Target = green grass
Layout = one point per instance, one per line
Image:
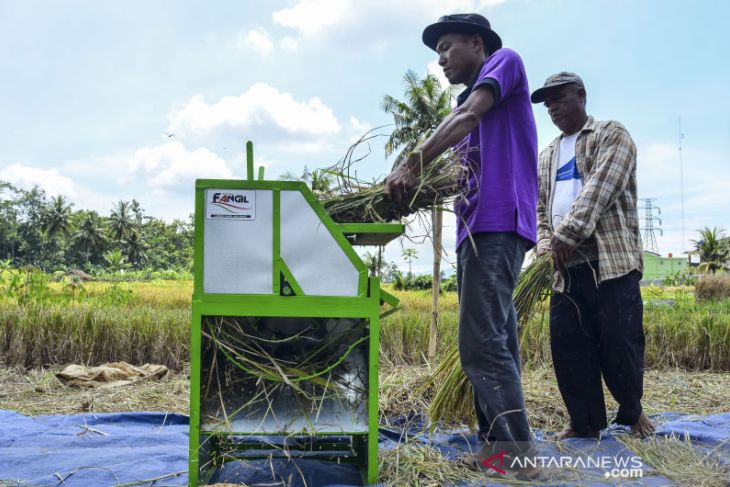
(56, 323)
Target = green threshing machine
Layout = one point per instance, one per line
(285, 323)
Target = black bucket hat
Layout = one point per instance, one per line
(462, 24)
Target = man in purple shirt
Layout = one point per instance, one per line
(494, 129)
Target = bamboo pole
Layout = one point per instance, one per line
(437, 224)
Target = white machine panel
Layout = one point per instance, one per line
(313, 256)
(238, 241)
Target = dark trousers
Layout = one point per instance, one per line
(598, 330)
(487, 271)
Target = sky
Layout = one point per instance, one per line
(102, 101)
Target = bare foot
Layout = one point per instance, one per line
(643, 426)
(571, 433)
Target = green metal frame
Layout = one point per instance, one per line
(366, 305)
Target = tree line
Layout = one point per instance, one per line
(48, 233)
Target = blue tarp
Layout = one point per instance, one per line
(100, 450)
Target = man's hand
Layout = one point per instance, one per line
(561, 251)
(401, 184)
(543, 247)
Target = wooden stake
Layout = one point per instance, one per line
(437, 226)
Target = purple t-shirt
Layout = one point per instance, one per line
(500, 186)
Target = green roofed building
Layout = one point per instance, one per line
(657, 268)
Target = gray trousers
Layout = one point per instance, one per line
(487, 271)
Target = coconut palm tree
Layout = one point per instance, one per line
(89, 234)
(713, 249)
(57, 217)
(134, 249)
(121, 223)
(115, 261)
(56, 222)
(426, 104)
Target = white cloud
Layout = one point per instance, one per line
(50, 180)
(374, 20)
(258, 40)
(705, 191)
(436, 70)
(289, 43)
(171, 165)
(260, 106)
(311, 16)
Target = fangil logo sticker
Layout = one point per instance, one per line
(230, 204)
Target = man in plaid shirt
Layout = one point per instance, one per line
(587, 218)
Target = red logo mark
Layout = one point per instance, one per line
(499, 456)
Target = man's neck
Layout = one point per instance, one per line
....
What to produce:
Update everything from the line containing "Target = tree line" down to the end of the items, changing "wooden stake" to "wooden post" and keeping every other part the same.

Answer to this task:
Target = tree line
Layout = one point per instance, one per line
(48, 233)
Target = blue tarp
Layout = one point per instance, one per line
(100, 450)
Target = man's hand
Layout = one point per instance, one per line
(561, 251)
(401, 184)
(543, 247)
Target = wooden post
Layout = one point per instance, one per line
(437, 226)
Target = purple t-shirt
Layout = one point per instance, one per line
(500, 186)
Target = green roofed building
Layout = one point per instance, one per line
(657, 268)
Target = gray trousers
Layout = one point per instance, one per line
(487, 271)
Target = coconut palm tree
Layout = one point per instance, one per line
(89, 234)
(713, 249)
(57, 217)
(134, 249)
(121, 223)
(115, 261)
(56, 222)
(426, 104)
Target = white cloud
Layout = one point per instance, one per line
(50, 180)
(374, 20)
(258, 40)
(705, 191)
(436, 70)
(289, 43)
(171, 165)
(260, 106)
(311, 16)
Target = fangil logo sticker
Layout = one point per instance, one per line
(230, 204)
Target = man in plaid shirt
Layout = one point per instance, one per line
(587, 218)
Target = red logo mark
Layout = one point per instance, one per line
(499, 456)
Target = man's neck
Layout = one point per instance, one per line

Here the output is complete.